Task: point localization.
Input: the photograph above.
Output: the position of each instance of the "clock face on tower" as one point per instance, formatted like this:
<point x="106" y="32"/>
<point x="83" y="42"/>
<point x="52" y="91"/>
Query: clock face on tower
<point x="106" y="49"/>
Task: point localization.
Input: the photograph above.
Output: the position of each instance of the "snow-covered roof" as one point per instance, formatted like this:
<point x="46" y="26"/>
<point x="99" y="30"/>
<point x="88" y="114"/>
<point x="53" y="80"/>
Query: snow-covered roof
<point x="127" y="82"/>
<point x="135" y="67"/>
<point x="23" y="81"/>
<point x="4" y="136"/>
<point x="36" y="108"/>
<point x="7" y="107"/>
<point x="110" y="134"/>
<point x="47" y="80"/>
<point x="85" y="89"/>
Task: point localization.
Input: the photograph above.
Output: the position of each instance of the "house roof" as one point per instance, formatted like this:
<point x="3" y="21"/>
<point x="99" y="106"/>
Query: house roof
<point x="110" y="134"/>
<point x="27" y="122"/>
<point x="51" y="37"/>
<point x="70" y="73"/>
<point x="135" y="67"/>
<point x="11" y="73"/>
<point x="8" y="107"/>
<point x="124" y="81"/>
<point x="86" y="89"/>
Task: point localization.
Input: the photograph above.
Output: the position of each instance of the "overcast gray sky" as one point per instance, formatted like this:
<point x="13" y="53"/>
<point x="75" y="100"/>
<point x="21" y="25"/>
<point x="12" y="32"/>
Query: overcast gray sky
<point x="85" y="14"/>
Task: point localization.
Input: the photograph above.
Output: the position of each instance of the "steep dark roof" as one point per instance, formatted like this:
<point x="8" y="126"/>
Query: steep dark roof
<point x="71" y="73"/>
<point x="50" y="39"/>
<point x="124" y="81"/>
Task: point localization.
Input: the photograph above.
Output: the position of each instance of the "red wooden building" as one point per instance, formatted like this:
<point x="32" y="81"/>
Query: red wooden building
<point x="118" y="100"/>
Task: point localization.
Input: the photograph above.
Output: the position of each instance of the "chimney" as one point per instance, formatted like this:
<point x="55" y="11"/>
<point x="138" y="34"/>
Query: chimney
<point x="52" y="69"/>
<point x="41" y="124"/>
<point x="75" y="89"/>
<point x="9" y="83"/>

#### PROBLEM TO WORK ON
Count the lines in the entries above that contain the string "chimney", matching case exactly, and reply with only that number.

#### COMPLETED TASK
2